Pointing dataset excerpts
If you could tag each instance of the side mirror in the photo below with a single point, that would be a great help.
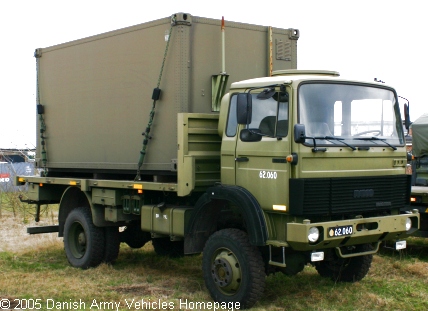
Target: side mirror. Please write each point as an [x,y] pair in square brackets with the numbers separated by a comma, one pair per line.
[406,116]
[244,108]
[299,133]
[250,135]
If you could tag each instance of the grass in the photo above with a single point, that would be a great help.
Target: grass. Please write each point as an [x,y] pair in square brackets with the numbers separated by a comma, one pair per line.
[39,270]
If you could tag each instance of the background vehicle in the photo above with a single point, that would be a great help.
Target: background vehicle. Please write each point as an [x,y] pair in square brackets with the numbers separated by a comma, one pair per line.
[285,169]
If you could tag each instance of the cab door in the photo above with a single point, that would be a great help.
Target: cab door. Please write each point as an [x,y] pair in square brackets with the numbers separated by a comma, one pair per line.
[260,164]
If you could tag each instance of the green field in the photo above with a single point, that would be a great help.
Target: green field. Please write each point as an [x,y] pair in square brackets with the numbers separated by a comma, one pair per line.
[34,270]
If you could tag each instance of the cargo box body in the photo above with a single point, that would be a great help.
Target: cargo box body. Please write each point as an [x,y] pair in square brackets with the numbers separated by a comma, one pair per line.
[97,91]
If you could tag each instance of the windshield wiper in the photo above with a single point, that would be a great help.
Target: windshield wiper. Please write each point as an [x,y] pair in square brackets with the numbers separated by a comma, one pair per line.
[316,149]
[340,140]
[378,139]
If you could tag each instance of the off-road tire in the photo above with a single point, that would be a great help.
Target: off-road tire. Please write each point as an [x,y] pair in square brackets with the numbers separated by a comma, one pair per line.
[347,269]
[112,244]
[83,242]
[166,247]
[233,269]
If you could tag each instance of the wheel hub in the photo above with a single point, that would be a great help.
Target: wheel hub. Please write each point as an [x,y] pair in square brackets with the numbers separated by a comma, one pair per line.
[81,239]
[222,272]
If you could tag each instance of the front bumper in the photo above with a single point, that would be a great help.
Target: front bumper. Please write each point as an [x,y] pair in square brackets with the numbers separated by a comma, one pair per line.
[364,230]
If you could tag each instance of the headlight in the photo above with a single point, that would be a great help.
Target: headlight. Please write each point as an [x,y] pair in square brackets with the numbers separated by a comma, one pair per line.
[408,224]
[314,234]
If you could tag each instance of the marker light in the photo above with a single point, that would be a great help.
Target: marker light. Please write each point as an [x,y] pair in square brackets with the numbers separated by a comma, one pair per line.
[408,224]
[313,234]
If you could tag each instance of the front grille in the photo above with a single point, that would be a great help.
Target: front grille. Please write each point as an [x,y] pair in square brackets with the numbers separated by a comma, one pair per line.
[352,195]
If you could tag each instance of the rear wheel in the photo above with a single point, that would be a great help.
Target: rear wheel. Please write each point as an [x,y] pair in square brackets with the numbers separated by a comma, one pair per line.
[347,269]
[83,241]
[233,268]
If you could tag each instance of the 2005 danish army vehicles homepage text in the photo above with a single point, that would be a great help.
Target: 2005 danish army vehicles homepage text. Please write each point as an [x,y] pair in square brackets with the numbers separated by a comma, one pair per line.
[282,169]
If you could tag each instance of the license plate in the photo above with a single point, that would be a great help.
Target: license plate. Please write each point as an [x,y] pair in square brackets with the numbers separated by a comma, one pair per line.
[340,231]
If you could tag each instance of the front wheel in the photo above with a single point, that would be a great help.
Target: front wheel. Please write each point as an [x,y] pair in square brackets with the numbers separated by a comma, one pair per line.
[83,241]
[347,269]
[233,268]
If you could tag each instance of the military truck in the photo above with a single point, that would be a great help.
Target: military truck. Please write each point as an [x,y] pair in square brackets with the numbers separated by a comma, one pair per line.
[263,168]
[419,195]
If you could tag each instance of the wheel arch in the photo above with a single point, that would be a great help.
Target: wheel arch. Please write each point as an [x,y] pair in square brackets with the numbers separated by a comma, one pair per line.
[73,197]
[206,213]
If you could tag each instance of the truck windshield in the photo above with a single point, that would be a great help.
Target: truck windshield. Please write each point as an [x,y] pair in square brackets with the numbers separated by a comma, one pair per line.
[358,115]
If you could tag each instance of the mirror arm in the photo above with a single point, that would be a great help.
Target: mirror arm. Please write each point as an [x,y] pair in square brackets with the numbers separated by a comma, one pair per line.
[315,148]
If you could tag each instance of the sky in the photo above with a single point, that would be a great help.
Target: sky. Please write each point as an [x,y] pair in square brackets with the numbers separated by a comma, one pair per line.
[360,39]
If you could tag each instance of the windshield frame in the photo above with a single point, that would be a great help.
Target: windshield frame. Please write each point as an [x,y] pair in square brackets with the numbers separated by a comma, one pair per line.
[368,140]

==

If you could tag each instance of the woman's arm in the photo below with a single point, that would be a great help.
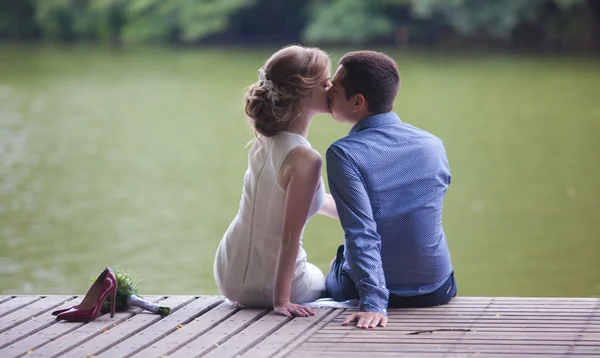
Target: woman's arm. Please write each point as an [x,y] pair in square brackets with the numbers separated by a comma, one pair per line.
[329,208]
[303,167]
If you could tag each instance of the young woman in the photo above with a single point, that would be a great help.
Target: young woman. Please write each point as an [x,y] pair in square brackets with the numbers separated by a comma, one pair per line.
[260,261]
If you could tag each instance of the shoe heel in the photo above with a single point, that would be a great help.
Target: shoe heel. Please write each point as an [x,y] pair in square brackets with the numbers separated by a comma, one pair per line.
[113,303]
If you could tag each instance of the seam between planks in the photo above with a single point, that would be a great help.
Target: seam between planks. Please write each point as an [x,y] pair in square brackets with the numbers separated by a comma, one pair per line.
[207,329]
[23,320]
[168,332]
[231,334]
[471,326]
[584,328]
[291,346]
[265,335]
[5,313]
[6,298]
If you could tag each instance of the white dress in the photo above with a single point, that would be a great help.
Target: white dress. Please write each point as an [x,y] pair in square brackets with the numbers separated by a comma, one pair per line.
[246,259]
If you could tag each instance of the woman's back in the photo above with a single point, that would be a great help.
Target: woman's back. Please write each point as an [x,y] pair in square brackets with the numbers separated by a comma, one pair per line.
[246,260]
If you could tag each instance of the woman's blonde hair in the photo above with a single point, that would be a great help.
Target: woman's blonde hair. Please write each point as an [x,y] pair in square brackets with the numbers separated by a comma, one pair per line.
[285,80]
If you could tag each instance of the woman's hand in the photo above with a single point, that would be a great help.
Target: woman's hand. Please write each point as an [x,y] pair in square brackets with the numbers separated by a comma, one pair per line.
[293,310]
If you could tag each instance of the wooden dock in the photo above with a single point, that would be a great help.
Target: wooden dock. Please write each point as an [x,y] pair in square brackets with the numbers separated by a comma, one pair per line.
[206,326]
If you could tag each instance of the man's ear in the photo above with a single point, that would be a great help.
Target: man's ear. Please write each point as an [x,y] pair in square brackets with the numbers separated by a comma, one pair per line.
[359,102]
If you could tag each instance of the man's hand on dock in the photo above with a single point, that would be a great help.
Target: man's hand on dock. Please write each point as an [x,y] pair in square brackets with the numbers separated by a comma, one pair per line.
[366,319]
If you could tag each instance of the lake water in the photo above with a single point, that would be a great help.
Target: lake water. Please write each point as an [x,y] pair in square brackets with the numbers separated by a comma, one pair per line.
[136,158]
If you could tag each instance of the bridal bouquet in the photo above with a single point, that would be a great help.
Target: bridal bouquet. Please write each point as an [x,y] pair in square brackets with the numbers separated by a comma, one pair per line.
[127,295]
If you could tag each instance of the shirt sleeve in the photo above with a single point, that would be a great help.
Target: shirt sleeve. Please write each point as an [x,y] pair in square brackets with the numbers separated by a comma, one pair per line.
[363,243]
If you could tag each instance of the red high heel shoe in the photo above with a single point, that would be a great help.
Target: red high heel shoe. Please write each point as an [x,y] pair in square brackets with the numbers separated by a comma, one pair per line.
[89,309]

...

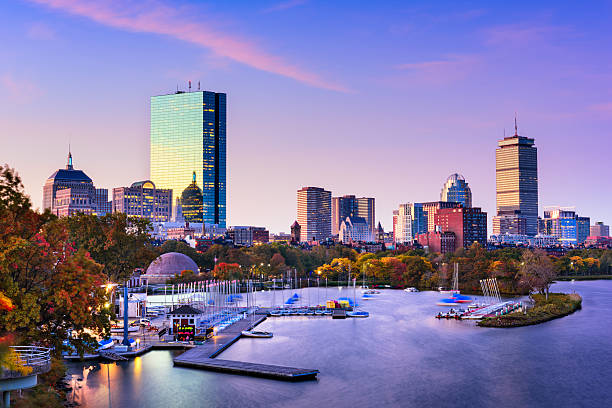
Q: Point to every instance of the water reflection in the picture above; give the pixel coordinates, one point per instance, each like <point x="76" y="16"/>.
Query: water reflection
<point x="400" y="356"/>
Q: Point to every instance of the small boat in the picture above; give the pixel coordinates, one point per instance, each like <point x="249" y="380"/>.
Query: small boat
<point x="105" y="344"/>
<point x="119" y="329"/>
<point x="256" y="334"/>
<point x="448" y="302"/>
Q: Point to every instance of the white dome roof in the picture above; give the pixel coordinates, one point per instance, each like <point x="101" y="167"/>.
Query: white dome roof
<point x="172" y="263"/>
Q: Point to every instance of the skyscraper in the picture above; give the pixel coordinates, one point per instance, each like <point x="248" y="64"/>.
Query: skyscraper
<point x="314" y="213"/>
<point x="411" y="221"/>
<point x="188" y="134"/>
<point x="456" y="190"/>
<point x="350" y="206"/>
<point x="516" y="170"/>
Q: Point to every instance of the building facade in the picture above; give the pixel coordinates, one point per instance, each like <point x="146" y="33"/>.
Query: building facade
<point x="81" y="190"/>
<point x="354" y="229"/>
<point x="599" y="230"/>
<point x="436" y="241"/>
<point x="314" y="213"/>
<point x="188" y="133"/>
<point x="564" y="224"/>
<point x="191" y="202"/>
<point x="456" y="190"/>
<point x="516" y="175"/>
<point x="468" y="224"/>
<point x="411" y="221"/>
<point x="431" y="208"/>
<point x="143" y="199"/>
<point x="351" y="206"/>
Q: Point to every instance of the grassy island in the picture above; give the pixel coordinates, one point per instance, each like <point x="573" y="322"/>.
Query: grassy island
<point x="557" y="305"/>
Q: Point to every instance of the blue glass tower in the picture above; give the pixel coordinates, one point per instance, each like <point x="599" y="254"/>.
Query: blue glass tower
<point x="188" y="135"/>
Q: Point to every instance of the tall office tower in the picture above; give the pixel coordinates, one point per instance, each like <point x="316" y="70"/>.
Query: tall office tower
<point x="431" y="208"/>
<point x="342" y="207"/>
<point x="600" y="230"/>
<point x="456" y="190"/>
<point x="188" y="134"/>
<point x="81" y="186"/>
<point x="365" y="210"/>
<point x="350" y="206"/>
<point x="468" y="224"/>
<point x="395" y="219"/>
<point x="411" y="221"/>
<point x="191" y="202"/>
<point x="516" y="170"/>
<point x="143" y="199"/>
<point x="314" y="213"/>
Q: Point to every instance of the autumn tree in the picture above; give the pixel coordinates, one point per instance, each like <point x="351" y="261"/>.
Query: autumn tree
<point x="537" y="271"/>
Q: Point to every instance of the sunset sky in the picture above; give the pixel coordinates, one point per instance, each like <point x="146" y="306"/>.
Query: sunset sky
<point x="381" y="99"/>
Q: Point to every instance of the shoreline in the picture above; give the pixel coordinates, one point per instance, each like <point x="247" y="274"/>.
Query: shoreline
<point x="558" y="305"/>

*PROBLEM TO WORK ON*
Locate every line of the records above that contains the string "Query" and copy each one in full. Case counts.

*PROBLEM SOLUTION*
Query: water reflection
Query: small boat
Query: white dome roof
Query: skyscraper
Query: building facade
Query: grassy island
Query: blue glass tower
Query: tall office tower
Query: autumn tree
Query: sunset sky
Query: shoreline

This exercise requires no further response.